Goal of the exercise – Beginning with the line where "Target: ski boot" appears, retype every remaining line of the data below, both the first and last included.

Entries shown –
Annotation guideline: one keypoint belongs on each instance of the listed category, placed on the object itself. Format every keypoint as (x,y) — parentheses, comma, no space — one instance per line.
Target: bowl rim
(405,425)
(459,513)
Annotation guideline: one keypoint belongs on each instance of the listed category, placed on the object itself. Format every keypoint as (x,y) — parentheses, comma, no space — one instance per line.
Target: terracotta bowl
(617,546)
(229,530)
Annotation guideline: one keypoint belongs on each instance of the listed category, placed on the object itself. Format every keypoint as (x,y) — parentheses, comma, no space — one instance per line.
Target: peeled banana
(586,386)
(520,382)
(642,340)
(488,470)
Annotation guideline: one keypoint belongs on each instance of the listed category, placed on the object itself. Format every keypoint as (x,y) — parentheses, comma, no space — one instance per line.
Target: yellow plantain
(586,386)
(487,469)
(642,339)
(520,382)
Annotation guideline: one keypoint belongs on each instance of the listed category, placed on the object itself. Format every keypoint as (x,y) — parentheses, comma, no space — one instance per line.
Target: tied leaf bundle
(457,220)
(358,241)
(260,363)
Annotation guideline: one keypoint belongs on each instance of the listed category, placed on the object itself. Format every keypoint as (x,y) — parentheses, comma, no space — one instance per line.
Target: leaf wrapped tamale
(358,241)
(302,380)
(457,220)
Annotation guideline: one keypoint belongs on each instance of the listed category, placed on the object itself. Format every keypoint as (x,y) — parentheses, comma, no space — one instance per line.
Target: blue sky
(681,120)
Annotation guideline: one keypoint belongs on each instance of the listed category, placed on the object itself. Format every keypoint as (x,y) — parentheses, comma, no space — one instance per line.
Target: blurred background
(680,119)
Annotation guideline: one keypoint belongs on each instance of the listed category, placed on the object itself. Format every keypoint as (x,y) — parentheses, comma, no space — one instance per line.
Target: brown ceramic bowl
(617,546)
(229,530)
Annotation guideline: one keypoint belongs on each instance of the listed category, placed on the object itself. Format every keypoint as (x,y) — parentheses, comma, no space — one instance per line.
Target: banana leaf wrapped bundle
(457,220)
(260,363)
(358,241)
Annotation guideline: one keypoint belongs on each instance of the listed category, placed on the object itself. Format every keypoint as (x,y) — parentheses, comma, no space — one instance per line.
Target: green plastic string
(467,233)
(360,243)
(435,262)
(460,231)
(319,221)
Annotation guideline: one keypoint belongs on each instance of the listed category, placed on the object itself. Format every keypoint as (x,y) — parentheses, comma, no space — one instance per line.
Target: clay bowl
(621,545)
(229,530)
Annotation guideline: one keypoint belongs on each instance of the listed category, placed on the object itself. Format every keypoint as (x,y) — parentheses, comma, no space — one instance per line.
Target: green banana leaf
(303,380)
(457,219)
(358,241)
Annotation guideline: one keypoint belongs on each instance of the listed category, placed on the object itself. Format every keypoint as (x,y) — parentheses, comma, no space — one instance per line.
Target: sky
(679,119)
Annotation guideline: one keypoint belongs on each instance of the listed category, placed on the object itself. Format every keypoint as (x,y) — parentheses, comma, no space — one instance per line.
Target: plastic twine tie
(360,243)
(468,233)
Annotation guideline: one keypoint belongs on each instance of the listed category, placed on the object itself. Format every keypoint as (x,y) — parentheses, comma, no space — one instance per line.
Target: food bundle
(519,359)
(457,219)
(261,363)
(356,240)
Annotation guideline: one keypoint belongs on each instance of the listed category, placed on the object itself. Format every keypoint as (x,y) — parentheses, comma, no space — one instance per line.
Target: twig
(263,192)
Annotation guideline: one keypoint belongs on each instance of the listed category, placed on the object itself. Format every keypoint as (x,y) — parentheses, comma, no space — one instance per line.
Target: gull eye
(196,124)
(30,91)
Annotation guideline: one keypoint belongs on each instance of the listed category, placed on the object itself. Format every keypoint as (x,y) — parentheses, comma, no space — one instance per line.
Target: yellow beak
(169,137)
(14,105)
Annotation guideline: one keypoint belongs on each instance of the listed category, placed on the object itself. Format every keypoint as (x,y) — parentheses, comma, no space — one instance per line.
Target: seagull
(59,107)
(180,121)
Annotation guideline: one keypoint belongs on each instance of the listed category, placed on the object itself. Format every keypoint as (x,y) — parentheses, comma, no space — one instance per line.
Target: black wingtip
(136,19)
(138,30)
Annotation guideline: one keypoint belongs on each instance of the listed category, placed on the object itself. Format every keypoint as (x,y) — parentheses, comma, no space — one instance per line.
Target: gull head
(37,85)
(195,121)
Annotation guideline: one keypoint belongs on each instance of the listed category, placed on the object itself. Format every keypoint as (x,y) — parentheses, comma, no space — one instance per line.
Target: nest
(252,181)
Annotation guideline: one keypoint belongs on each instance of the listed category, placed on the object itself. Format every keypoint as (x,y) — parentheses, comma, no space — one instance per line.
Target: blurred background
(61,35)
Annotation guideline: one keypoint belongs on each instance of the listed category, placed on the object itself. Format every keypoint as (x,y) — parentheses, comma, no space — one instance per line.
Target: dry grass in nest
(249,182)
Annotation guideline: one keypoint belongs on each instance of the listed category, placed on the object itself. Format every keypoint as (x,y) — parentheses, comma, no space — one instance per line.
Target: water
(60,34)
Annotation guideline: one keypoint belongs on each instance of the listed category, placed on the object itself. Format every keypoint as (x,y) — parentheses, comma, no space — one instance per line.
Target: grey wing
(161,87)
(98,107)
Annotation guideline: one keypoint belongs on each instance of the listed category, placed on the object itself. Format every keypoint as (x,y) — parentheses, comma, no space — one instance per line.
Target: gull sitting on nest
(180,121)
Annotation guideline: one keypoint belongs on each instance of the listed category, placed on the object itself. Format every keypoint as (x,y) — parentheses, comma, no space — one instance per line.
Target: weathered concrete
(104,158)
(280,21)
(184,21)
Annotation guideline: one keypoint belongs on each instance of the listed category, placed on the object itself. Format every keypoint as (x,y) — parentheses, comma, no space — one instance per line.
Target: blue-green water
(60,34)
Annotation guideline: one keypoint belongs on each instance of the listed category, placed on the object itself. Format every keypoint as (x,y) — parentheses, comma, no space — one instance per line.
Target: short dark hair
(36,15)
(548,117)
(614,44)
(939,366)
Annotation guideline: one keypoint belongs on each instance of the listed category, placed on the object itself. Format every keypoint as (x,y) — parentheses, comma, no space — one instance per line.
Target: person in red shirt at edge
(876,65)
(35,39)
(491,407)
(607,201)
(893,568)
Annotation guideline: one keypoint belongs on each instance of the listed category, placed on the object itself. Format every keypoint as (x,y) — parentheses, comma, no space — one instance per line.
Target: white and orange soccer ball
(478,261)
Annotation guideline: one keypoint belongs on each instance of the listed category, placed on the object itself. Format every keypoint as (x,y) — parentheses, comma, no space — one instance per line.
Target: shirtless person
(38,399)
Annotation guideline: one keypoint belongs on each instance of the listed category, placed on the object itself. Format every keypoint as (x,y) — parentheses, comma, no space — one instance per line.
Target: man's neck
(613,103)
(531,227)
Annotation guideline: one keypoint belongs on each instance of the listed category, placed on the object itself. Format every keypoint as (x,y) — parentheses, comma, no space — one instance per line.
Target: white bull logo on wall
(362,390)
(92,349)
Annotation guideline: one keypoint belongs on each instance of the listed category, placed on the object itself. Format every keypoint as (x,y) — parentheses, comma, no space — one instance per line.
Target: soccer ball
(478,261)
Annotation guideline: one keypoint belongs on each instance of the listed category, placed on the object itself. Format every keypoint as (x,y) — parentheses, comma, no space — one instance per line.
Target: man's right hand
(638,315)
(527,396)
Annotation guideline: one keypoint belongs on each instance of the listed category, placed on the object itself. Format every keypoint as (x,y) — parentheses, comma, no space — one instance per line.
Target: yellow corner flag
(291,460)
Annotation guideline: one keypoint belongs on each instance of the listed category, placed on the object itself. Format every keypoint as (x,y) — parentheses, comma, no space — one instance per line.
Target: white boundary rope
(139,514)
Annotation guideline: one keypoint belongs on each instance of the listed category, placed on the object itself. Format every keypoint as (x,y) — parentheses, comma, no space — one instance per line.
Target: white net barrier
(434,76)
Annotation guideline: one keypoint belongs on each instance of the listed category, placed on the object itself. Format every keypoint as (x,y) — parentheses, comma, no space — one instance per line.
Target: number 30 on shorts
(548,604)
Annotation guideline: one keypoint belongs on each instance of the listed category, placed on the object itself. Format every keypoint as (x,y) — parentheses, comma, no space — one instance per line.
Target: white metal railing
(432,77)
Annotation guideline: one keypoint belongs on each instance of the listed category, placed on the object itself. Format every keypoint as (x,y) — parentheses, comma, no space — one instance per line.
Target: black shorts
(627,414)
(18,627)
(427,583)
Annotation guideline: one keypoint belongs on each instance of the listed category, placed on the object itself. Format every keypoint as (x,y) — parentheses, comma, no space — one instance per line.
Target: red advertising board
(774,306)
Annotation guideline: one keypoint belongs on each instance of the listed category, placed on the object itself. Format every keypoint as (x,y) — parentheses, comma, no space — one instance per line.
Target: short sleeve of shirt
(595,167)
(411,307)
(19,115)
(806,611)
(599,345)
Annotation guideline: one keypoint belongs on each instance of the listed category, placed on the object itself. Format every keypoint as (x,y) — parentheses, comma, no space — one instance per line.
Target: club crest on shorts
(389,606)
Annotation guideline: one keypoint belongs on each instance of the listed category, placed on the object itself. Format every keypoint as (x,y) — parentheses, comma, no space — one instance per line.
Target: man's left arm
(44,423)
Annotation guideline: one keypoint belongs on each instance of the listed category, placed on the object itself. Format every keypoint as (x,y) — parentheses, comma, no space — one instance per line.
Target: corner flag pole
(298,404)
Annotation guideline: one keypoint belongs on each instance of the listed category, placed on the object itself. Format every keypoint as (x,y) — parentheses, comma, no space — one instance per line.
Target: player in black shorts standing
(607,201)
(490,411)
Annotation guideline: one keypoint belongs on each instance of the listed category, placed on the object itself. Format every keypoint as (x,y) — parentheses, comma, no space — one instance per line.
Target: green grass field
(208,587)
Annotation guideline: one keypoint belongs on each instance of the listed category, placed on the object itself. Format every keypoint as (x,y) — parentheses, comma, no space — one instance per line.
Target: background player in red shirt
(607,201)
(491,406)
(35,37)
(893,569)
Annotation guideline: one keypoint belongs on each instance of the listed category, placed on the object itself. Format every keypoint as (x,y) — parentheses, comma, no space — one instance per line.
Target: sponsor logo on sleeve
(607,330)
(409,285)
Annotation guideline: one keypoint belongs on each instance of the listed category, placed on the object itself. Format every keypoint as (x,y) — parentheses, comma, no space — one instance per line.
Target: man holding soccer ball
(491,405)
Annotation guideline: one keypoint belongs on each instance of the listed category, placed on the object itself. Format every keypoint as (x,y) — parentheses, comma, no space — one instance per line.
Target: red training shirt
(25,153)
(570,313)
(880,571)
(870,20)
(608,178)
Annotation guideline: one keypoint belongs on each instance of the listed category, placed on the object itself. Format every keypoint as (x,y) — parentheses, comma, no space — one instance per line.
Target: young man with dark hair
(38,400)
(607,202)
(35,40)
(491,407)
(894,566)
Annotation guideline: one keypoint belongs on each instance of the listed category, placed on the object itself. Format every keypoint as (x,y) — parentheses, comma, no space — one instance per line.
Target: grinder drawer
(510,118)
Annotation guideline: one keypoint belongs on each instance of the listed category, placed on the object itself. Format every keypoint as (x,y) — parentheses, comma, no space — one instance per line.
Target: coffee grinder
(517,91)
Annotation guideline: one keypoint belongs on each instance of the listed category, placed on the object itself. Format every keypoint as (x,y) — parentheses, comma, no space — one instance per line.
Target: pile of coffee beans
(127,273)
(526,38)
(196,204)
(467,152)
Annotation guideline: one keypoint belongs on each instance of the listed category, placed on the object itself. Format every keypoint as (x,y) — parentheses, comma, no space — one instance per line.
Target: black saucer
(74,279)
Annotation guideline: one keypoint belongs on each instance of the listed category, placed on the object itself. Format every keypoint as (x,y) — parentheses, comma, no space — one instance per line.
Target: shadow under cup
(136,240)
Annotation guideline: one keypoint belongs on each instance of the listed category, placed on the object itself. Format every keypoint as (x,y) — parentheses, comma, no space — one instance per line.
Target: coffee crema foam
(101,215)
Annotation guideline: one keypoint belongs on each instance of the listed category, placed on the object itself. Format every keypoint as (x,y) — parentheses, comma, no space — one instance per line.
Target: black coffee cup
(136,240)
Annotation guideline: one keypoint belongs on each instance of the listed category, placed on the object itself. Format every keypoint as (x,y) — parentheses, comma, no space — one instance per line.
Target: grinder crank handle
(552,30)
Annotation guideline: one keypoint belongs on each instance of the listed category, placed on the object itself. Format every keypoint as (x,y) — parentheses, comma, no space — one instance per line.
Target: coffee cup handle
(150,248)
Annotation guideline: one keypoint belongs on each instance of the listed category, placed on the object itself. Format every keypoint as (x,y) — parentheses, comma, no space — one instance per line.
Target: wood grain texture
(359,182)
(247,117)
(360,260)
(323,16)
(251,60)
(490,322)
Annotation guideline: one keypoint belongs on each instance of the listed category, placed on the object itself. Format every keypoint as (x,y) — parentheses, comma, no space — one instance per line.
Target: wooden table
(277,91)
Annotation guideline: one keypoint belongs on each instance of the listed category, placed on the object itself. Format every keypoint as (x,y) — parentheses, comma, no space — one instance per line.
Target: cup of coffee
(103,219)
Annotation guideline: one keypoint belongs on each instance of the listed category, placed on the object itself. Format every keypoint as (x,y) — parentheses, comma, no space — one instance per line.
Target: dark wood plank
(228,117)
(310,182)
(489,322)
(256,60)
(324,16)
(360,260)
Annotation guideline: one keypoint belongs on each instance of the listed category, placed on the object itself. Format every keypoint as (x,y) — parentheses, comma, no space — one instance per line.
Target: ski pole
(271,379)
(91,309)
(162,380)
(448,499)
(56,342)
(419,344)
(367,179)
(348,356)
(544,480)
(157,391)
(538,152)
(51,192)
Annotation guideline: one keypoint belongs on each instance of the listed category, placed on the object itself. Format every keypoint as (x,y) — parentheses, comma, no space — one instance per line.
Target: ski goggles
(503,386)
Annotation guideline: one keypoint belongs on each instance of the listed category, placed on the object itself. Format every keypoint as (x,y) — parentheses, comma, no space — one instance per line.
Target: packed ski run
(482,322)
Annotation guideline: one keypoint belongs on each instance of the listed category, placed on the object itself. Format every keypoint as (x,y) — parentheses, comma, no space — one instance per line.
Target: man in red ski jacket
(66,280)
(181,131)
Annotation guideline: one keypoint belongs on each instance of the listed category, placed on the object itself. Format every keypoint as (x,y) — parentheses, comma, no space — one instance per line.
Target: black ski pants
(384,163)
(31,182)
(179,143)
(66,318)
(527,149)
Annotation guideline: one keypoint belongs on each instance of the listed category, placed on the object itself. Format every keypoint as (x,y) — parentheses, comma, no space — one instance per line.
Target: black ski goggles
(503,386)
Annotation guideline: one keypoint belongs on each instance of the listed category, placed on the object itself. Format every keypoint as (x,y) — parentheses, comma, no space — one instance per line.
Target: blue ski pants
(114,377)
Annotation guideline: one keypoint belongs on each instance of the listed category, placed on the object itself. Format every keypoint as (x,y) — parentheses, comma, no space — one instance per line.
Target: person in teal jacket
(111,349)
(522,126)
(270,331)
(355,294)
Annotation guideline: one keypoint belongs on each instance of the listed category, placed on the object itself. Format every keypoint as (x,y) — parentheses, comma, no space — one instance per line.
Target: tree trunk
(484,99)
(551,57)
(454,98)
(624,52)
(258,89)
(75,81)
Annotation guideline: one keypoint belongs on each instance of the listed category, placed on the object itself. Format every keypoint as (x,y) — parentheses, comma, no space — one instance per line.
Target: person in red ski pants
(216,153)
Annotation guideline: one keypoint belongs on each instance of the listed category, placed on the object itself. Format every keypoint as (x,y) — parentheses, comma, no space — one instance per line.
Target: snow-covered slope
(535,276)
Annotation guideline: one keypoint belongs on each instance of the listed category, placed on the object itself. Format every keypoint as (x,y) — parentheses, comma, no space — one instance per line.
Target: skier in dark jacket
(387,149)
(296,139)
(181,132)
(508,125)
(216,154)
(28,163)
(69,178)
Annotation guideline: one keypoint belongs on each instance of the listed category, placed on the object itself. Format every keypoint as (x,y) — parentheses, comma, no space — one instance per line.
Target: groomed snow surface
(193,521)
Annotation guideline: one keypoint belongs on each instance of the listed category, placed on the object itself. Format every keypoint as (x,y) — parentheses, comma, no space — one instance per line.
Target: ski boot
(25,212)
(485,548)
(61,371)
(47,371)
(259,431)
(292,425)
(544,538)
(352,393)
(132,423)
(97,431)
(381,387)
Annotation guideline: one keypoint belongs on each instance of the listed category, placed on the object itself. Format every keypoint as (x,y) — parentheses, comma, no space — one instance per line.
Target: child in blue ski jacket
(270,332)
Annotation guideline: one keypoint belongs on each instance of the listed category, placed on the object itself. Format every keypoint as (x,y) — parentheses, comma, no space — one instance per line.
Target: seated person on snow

Your response –
Target: ski boot
(25,212)
(485,548)
(61,371)
(47,371)
(259,431)
(292,425)
(544,538)
(352,393)
(132,423)
(97,431)
(381,387)
Annotation guideline: one keypoint belongs on each instance of the listed category, placed on the object itself. Format every keypoint as (x,y) — parentheses, comma, no space — one instance per line.
Target: child in blue ski jacket
(270,332)
Annotation guideline: one keypoint belongs on each instance of the listed category, placed on the object itself. Format every keypoint as (x,y) — parentheses, comma, no space — one instance per line.
Target: seated person on snow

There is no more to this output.